* _SHORT TASK_
Below are three blocks of entries. Give the lines from the line containing "Find the white" through the line containing "[(228, 35)]" as a JSON list of strings, one string per line, skipping blank lines.

══ DATA EXCERPTS ══

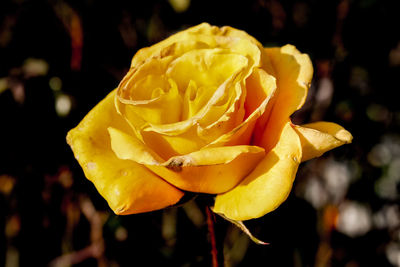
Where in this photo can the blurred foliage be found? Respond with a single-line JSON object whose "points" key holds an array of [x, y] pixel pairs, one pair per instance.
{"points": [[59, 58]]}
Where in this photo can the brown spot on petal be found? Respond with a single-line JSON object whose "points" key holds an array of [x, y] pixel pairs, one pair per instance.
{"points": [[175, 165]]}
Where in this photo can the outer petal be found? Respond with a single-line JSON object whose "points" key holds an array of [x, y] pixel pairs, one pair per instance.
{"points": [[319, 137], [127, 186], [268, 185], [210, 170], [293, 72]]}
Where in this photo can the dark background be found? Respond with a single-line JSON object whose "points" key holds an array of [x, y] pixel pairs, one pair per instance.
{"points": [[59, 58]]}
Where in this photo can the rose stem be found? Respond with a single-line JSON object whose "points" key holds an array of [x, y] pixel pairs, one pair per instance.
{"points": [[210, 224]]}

═══
══ DATA EXCERPTS ══

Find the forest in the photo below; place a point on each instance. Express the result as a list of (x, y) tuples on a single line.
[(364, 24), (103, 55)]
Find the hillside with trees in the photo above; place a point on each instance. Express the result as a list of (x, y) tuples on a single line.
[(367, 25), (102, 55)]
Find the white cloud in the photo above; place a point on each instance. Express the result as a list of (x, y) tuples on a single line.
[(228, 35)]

═══
══ DATA EXCERPTS ══

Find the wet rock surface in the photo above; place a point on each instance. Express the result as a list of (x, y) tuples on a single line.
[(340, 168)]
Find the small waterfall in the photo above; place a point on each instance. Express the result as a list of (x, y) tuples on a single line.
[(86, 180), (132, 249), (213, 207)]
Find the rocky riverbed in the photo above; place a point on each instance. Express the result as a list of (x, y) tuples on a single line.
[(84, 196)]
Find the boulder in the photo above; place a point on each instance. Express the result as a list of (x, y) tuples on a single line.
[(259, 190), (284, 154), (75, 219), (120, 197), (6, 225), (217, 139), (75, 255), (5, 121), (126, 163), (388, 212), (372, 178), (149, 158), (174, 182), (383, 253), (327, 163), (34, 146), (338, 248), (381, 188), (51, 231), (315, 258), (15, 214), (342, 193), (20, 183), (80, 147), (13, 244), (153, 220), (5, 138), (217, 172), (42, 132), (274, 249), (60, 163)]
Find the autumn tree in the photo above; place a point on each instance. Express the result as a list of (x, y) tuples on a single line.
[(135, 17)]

═══

* _RIGHT ANSWER_
[
  "Find the white cloud in the photo above; place a point on each instance. Express the result as a list of (x, y) tuples on a single line.",
  "[(228, 35)]"
]